[Data supplied]
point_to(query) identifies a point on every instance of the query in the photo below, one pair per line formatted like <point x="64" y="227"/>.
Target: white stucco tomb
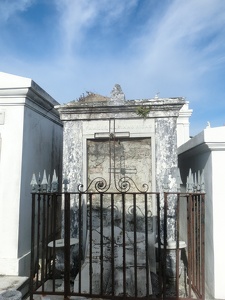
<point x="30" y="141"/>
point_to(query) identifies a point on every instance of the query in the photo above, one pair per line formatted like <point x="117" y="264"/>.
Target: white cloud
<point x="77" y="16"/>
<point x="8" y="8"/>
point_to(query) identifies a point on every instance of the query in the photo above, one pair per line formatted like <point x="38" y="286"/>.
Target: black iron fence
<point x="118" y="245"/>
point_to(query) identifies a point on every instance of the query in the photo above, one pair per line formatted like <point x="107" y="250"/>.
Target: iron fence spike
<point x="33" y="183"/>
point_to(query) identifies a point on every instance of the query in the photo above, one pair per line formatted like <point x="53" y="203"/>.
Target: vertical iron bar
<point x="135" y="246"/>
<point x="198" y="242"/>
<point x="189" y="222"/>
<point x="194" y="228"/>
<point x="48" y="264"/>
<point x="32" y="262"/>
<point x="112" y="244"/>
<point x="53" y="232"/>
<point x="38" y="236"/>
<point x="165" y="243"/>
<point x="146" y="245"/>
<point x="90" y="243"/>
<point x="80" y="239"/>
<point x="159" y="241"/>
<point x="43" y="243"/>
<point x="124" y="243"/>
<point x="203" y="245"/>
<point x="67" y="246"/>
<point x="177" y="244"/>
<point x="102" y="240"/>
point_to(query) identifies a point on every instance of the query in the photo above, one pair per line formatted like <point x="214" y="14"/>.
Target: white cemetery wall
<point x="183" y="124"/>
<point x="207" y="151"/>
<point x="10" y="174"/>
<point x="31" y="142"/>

[To be done] Repeat the material exactly as it reads, without any of its pictures.

[Result for this exercise]
point_to(query) identifies a point on every instance of the query in the photo below, one pair per line formatted like <point x="64" y="227"/>.
Target: white stucco tomb
<point x="30" y="141"/>
point_to(query) identifies a point on every instance of the query in the photo above, one pair per line formatted like <point x="117" y="264"/>.
Target: white cloud
<point x="77" y="16"/>
<point x="8" y="8"/>
point_to(query) identifies a point on every instance of the query in the photo above, one pair per line formatted like <point x="38" y="286"/>.
Target: black iron fence
<point x="118" y="245"/>
point_to(query) identifies a point on every instance of the query in the photo above, one pair per line formatted like <point x="107" y="250"/>.
Target: iron fence spike
<point x="33" y="183"/>
point_to(query) identifies a point on every instance of the query in the photo above, one pair per line formatted like <point x="53" y="203"/>.
Target: vertical iron bar
<point x="135" y="246"/>
<point x="198" y="242"/>
<point x="189" y="222"/>
<point x="194" y="228"/>
<point x="48" y="264"/>
<point x="32" y="262"/>
<point x="112" y="244"/>
<point x="53" y="232"/>
<point x="38" y="236"/>
<point x="165" y="243"/>
<point x="146" y="245"/>
<point x="90" y="243"/>
<point x="80" y="239"/>
<point x="159" y="241"/>
<point x="43" y="243"/>
<point x="124" y="243"/>
<point x="203" y="245"/>
<point x="67" y="246"/>
<point x="177" y="244"/>
<point x="102" y="240"/>
point_to(query) identifies a point on every instance of the query in the photo above, one pair per line formatted like <point x="214" y="14"/>.
Target: white cemetery wall
<point x="183" y="124"/>
<point x="207" y="151"/>
<point x="10" y="174"/>
<point x="31" y="142"/>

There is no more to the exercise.